What you have to do: The expected result is a word-for-word copy of the entries, minus any pictures.

Data to process:
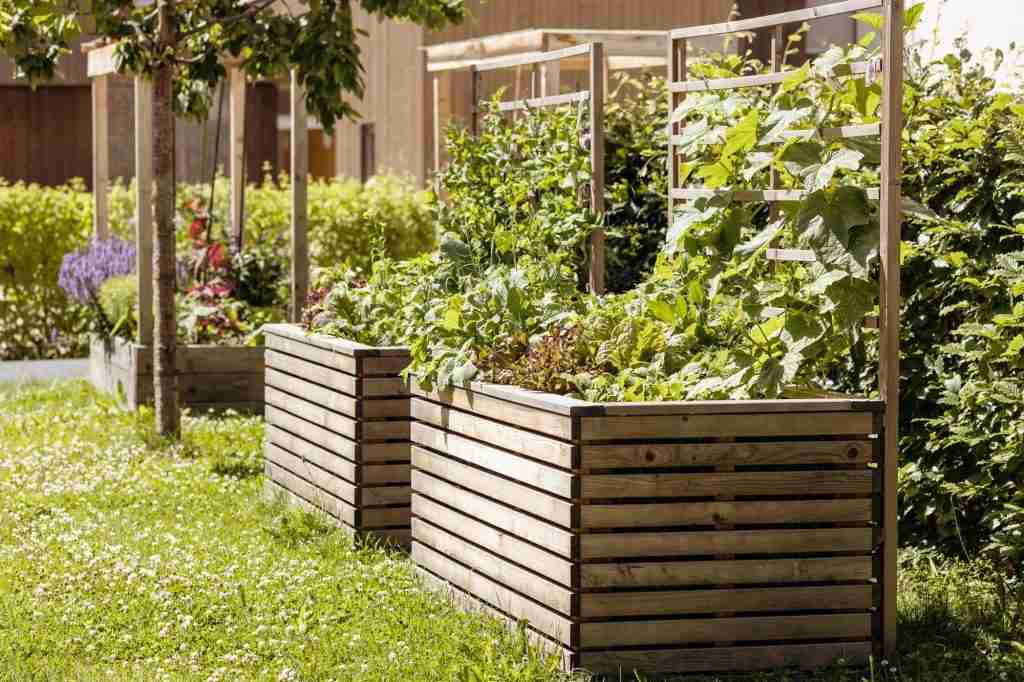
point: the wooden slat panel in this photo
(790, 541)
(710, 631)
(333, 379)
(808, 656)
(543, 505)
(498, 434)
(497, 568)
(733, 513)
(693, 426)
(733, 483)
(684, 573)
(314, 393)
(496, 595)
(320, 499)
(496, 540)
(520, 469)
(718, 454)
(336, 464)
(832, 597)
(336, 485)
(538, 102)
(311, 353)
(521, 525)
(326, 419)
(521, 416)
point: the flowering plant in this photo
(84, 271)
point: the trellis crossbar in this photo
(889, 196)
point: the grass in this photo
(126, 557)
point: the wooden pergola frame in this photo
(889, 195)
(101, 65)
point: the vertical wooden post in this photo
(597, 166)
(100, 158)
(891, 223)
(238, 152)
(143, 206)
(300, 200)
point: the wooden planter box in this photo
(337, 429)
(667, 538)
(210, 377)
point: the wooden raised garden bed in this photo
(667, 538)
(209, 377)
(337, 429)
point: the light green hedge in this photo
(38, 225)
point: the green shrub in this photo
(38, 225)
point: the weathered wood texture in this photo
(210, 377)
(670, 540)
(338, 427)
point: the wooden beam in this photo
(143, 206)
(769, 20)
(597, 166)
(300, 199)
(237, 150)
(891, 224)
(100, 158)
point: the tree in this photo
(179, 45)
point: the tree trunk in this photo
(165, 338)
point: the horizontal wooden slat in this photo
(541, 533)
(719, 454)
(756, 81)
(334, 463)
(333, 379)
(327, 420)
(695, 573)
(539, 446)
(311, 392)
(311, 353)
(520, 469)
(710, 631)
(496, 595)
(732, 483)
(532, 57)
(538, 503)
(780, 18)
(335, 485)
(550, 594)
(768, 196)
(733, 513)
(539, 102)
(499, 541)
(314, 496)
(808, 656)
(708, 543)
(520, 416)
(750, 600)
(691, 426)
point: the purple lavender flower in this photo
(84, 271)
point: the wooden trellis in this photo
(889, 196)
(100, 68)
(546, 91)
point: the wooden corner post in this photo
(891, 223)
(597, 70)
(143, 206)
(237, 79)
(100, 158)
(300, 200)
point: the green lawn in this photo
(123, 557)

Reply to the exercise:
point: the wooden slat panel in this photo
(790, 541)
(710, 631)
(333, 379)
(808, 656)
(543, 505)
(498, 434)
(497, 568)
(733, 513)
(693, 426)
(733, 483)
(684, 573)
(314, 393)
(496, 595)
(320, 499)
(496, 540)
(520, 469)
(718, 454)
(336, 464)
(832, 597)
(336, 485)
(538, 102)
(311, 353)
(521, 525)
(326, 419)
(521, 416)
point: the flowering plant in this photo
(84, 271)
point: the trellis crossbar in this photo
(889, 196)
point: the grass in this photo
(126, 557)
point: the wooden pergola frame in this photo
(889, 195)
(101, 65)
point: the vertical wooden post in this photo
(597, 166)
(100, 158)
(891, 223)
(238, 152)
(143, 206)
(300, 200)
point: the wooden planter box in this photo
(337, 429)
(667, 538)
(210, 377)
point: the wooden raised garden bed in this photo
(667, 538)
(209, 377)
(337, 429)
point: the light green hedge in this photo
(38, 225)
point: the green shrub in this photo
(38, 225)
point: the weathered wood texture in this photo
(210, 377)
(670, 540)
(338, 427)
point: the wooden beam in this photo
(143, 206)
(769, 20)
(597, 166)
(300, 199)
(237, 150)
(891, 224)
(100, 158)
point: the tree in this photo
(179, 45)
point: the tree trunk in this photo
(165, 338)
point: the horizontal wooden slat in this photo
(541, 533)
(719, 454)
(756, 81)
(334, 463)
(333, 379)
(327, 420)
(695, 573)
(539, 446)
(311, 392)
(311, 353)
(520, 469)
(710, 631)
(496, 595)
(732, 483)
(532, 57)
(538, 503)
(780, 18)
(335, 485)
(550, 594)
(768, 196)
(733, 513)
(539, 102)
(499, 541)
(314, 496)
(808, 656)
(708, 543)
(520, 416)
(750, 600)
(691, 426)
point: the purple lavender flower in this photo
(84, 271)
point: the wooden trellis in this photo
(889, 196)
(100, 68)
(546, 91)
point: the wooden corner post in this photo
(891, 223)
(597, 70)
(143, 206)
(237, 79)
(100, 158)
(300, 200)
point: the green lawn in this photo
(123, 557)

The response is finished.